Dataset:
________________________

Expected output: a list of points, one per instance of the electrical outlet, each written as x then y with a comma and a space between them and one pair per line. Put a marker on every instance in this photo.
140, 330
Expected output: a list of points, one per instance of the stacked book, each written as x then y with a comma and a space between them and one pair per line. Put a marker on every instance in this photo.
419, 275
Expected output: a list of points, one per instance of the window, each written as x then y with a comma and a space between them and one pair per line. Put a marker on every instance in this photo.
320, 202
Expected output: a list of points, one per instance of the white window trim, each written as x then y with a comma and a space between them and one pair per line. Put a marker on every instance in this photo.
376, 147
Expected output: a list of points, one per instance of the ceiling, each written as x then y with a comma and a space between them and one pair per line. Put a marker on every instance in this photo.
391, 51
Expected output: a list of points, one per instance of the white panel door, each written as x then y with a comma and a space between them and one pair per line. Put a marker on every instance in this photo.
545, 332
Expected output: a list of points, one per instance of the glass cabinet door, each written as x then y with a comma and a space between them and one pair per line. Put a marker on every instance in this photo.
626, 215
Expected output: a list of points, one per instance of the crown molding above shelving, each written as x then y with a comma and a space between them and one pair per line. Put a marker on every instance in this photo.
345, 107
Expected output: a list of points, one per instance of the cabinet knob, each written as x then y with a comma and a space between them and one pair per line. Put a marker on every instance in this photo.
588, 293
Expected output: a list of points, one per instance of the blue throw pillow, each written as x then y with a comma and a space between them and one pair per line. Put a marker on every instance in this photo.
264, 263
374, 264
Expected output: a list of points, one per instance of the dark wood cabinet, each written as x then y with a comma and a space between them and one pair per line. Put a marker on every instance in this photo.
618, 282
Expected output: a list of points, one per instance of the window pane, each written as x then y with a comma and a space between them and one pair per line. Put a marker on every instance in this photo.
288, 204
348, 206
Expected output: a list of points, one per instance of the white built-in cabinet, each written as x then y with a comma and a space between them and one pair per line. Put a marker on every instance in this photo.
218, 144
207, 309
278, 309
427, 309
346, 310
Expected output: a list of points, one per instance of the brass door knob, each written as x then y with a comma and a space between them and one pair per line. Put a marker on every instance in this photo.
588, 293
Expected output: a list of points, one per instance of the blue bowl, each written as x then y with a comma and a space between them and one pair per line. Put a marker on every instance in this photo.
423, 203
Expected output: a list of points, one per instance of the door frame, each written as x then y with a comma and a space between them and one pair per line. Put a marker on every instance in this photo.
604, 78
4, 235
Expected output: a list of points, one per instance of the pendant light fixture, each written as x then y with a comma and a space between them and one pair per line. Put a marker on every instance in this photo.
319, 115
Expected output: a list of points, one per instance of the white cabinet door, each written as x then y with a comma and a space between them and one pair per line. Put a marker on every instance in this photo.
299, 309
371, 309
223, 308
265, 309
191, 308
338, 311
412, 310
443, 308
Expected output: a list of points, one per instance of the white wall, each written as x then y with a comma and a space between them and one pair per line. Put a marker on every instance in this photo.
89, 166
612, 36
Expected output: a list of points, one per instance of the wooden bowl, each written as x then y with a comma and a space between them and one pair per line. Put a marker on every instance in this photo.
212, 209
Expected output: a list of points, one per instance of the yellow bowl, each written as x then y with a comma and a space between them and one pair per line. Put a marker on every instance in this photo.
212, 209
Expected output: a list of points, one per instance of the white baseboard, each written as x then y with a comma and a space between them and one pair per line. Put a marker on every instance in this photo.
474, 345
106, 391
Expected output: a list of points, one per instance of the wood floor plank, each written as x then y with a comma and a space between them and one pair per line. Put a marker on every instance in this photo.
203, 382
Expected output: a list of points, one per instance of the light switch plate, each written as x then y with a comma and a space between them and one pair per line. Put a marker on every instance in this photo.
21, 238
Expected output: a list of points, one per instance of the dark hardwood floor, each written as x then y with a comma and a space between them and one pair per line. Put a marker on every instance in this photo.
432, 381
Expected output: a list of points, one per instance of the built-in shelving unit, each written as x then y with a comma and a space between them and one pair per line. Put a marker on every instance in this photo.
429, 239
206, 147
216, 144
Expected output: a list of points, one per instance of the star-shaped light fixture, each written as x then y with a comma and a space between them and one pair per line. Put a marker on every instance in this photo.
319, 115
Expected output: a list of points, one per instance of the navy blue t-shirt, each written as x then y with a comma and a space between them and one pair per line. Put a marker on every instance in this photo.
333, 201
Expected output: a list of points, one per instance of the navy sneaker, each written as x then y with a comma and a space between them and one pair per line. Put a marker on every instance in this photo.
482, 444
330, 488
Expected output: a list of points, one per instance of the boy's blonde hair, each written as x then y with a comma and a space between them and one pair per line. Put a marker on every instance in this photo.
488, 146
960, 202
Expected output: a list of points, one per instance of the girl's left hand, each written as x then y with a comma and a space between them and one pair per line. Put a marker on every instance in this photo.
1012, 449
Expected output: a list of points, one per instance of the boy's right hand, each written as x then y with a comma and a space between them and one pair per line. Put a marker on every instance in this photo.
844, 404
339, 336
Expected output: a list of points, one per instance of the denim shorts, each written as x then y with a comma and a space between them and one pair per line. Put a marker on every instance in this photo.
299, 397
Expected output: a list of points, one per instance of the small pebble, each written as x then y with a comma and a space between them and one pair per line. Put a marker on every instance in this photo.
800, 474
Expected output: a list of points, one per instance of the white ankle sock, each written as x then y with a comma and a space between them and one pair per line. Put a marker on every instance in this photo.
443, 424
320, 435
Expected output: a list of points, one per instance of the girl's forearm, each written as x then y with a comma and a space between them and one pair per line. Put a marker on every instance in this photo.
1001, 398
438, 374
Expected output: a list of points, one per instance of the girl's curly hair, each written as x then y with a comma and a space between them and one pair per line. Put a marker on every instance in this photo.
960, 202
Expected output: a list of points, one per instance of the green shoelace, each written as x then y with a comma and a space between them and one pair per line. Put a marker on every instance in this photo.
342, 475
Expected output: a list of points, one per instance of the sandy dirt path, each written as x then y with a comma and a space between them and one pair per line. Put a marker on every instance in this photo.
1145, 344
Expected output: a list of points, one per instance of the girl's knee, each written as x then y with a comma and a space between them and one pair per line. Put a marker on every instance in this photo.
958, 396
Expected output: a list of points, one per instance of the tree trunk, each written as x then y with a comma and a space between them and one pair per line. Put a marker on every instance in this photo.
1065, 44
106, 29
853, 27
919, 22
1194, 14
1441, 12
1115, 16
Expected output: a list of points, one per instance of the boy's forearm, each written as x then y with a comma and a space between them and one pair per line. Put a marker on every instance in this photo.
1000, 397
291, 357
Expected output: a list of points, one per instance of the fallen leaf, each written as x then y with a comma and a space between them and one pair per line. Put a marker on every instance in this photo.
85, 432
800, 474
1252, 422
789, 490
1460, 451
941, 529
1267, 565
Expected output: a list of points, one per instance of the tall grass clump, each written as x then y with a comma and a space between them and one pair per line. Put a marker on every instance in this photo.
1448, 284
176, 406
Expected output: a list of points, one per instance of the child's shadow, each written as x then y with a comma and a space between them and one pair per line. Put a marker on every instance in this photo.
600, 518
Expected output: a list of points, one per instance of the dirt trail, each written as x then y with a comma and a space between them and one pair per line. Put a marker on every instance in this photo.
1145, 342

________________________

Your instructions: Copy all the entries verbatim.

Right answer:
Expected output: a list of points, one per instance of the electrical outlet, each written as x then y with a comma and a space between them and one pair per line. Put a marker on every instance in this photo.
140, 330
Expected output: a list of points, one per instance of the stacked book, each written as x then y with a comma and a space between them and one pair per line. Put a marker on every instance in this photo.
419, 275
Expected output: a list of points, one per instance of the window, each written as x then y with a comma and a space between them and one pair per line. Put a marker on every instance in this photo.
320, 202
Expected output: a list of points, one per instance of the white window trim, each written as x then y with a comma and a space between them and one pair per line. Put a marker on every instance in this photo.
376, 147
Expected output: a list of points, one per instance of the ceiling, each written as x then y with a comma and a space between them and one pair per line. Put a marker on every instance in this photo.
391, 51
Expected output: a list of points, one per instance of the white panel door, each written as x then y with a comma and a space between them and one pair per line. Put a marker on every instance in this photo.
545, 332
Expected output: a list of points, one per instance of the glass cabinet door, each written as x then y with a comma and a space between them and one pair per line. Put a marker on every instance in this photo.
626, 215
Expected output: a list of points, one per instance of the crown molding above shelving, each written as x then y with a comma and a space between them and one pair per line. Put a marker on every instance in this photo.
345, 107
Expected output: a list of points, one per instance of the cabinet knob, each written as x then y with a comma and a space between them and one pair per line. Put a marker on every instance in this photo.
588, 293
Expected output: a list of points, one per instance of the blue throw pillow, each written as x then y with a comma and a space between them and one pair per line. Put a marker on every instance in this photo.
264, 263
374, 264
Expected output: a list of points, one per instance of the dark wood cabinet, each written as x then y with a comma and a space between them and one pair per line. Put a marker on every instance in this photo.
618, 282
Expected output: a list of points, one per instance of the window pane, each written as x then y with a comma and a space between them and one pair per line. Put a marker on every instance in this photo.
288, 204
348, 206
Expected output: a list of points, one per instance of the white built-in cabinet, each written as x then y with a comma and a space between them and one pair per line. Put a marker on every instance in this photo.
218, 144
207, 309
278, 309
427, 309
346, 310
Expected output: a list of points, one per instance of the brass door knob, each written as x then y with a comma and a space between them and one pair per line. Put a marker on every instance in this photo.
588, 293
Expected output: a list of points, one per instance of the blue bowl, each written as x then y with a comma and a space between them and one pair per line. Put a marker on every instance in this photo.
423, 203
Expected output: a list of points, one per instance of the door frame, each written as x then y with a comma and a space between them and one pair per line. Put a marker on every instance in this photo.
604, 78
4, 235
Expected output: a list of points, one per instance of the pendant light fixture, each written as x then y with a comma and a space between them and one pair per line. Put a marker on every instance in this photo.
319, 115
Expected output: a list of points, one per instance of the white cabinet door, each written as x then y with a comma and a space between them and one pair per line. Put a marker on every instance in this photo.
299, 309
371, 309
223, 308
265, 309
191, 308
338, 311
412, 310
443, 308
Expected output: a list of points, one per instance of the white wall, each written as x then y with a comma and a space between them and one pair per line. Put a marker on every instance in this photo.
89, 166
612, 36
Expected output: a list of points, one per instance of the wooden bowl, each written as x then y with a comma and a space between them and one pair per line. Put a marker on every instance in this photo.
212, 209
Expected output: a list of points, one per instance of the yellow bowl, each written as x then y with a comma and a space between them and one pair per line. Put a marker on every instance in this photo.
212, 209
Expected output: a list of points, one per instance of the white baseboard, each written as x then y with a comma and a space between them and one pair per line. Put a marker on every instance in this photo.
474, 345
106, 391
Expected output: a list of points, one per instance of the wood floor plank, each written as x then y with a comma and a space between them and one pair per line. Put a marker on every instance in this photo.
203, 382
Expected output: a list of points, one per instance of the light switch plate, each written as x then y with a comma and a space between them and one pair per line. Put a marker on every instance in this photo.
21, 238
Expected output: a list of points, one per instance of the dark hardwood floor, each written as x then y with a comma and a space between them and one pair per line. Put a marker on every instance in this photo.
432, 381
Expected output: a list of points, one per instance of the built-in shelving unit, each written as x then y with a comma and a space between them and one pair per line. Put a marker on every instance in this photo.
429, 239
206, 147
216, 144
Expected output: a list of points, one per instance of the star-shaped light fixture, each written as x then y with a comma and a space between them and one pair per line. Put a marker on every instance in this photo.
319, 115
Expected output: a list of points, one per instance of the navy blue t-shirt, each written as x then y with a comma and a space between them and one pair per line. Put a marker on every instance in this photo.
333, 201
Expected output: a list of points, one per instance of the navy sneaker, each written as x then y with a comma and a space between them and one pair per line. Put a marker on every instance in this photo.
482, 444
330, 488
Expected output: a list of points, one per instance of the boy's blonde hair, each written as x then y with a comma and a space between them and one pair per line. Put a marker on every instance in this photo.
488, 146
960, 202
Expected output: a list of points, one per instance of the girl's left hand, each written as x then y with a comma and a space between them and one pair per line. Put a marker on every instance in this photo.
1012, 449
Expected output: a list of points, one per instance of the boy's right hand, each written as x then y with a comma and a space between them and one pair per line. Put a marker on every instance in this photo.
844, 404
339, 336
Expected output: a list of points, one per instance of the denim shorts, each written as x then y with a comma and a space between them and one pair per line. Put a marker on every instance in this photo.
299, 397
Expected output: a list of points, one per instance of the small pebble, each written as x then y with a comma and a space between them and one pair per line. Put a marker on every instance in this photo.
800, 474
Expected output: a list of points, one per instance of the white ankle sock, each written as x then y with a comma and a space between them and one pair per line. Put a marker on every instance in this photo.
443, 424
320, 435
Expected output: a list of points, one per instance of the girl's forearm, each written as x then y with a comma and a space between them and one pair per line. Put a marker on every instance in this photo.
1001, 398
438, 374
Expected output: a list of points, one per instance of the girl's curly hair, each written as x then y with a comma and a space between them and one pair per line. Put a marker on every instance in this photo.
960, 202
Expected output: a list of points, one per instance of the green shoelace, each written as x then y with a comma and a space between them and one pair per line. Put a marker on every instance in this photo.
342, 475
Expected output: a list of points, one per instance of the sandy dirt path, each written as x then y with a comma and a space between them and one pair per line. Put a marker on every instance in this photo.
1145, 344
Expected output: a list of points, one per instance of the girl's knee, each written as x then y with a comma and a space between them and one pair per line. Put a marker on every instance in this photo.
958, 396
Expected output: a list of points, one per instance of the tree trunk, each written as x then y with a comma and a space between them and one pair per line. Put a marker on every instance in this photo.
1065, 44
106, 29
853, 27
919, 22
1194, 14
1441, 12
1115, 16
Expected output: a list of points, one per instance of the boy's forearm, each written as x then y with a comma and a space between them and one pair per line. Put a marker on every instance in this photo.
1000, 397
291, 357
Expected output: a list of points, one per instance of the fallen leaf, each written as x then y with a comma and a space between them and one pair per line. Put a marker on every instance in this photo.
85, 432
800, 474
1252, 422
789, 490
1460, 451
941, 529
1267, 565
Expected output: a list of points, one per instance of the tall grass clump, each written as x then y with a comma and a space between them and one pair per line. Put a marker on every instance in this photo.
1448, 284
176, 406
Expected output: a list of points, one per instance of the child's shadow, each written as x then y with a comma and a space between them and one pair per line. Put a marker on every instance in this photo.
600, 518
Expected output: a list of points, one per instance of the dirt trail, each written as x then y with a comma and a space between them and one pair per line. Put a marker on every instance in this photo.
1145, 342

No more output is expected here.